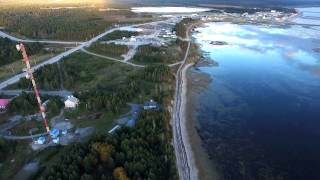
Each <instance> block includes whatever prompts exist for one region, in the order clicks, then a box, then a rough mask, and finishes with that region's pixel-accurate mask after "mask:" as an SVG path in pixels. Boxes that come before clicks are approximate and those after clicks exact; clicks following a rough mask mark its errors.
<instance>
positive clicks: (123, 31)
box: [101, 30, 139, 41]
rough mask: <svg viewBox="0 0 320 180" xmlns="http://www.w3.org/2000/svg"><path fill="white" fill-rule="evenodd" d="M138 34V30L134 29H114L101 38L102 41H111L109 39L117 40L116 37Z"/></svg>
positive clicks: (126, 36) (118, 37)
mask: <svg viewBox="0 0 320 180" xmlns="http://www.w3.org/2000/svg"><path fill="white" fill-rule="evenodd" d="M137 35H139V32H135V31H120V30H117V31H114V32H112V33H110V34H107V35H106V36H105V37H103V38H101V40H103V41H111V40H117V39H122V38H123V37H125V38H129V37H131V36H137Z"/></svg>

* * *

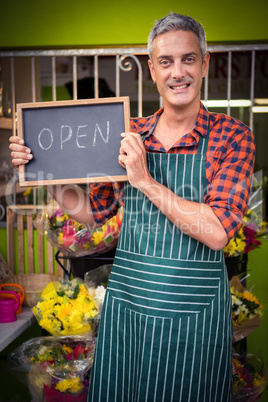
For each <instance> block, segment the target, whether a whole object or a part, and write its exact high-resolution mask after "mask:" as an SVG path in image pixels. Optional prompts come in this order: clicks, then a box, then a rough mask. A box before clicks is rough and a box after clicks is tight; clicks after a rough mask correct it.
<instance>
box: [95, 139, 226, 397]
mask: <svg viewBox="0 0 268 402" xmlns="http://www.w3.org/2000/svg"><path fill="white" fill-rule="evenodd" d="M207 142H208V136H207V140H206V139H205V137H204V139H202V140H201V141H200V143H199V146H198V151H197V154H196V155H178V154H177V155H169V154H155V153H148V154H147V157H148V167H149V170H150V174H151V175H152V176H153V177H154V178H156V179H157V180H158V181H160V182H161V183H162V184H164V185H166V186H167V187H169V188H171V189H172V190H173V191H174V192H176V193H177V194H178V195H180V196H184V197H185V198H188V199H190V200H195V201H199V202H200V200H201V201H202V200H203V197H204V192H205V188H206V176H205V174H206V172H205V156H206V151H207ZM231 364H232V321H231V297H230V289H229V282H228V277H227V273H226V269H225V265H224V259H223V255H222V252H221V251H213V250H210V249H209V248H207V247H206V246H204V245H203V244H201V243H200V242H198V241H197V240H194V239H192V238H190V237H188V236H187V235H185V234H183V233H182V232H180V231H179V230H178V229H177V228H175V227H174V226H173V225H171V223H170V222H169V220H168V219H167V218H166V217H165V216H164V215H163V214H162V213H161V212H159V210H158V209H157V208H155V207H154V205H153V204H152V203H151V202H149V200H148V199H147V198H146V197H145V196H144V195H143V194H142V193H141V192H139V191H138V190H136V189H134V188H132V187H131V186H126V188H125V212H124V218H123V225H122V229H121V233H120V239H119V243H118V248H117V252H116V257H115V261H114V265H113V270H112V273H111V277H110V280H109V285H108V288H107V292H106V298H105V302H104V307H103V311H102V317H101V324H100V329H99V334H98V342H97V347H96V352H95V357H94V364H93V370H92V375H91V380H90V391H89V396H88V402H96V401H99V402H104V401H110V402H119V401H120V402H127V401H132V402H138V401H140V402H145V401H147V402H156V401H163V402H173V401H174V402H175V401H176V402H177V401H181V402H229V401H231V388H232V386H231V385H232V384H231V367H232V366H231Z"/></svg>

About this exercise >>
Write out the data from the line with "Each <instance> block includes" up to and including the line with "box: [101, 30, 139, 41]".

Exercise response >>
Each <instance> block includes whatever prompts exist for one region, in the order clicks, then a box, then a rough mask, and finishes with that region's pixel-accurate mask after "mask:" as an SVG path in pixels. Boxes that come before clicks are approximate and those after clicks exact; clicks following a rough mask mark its errors.
<instance>
positive clicks: (123, 31)
box: [101, 30, 139, 41]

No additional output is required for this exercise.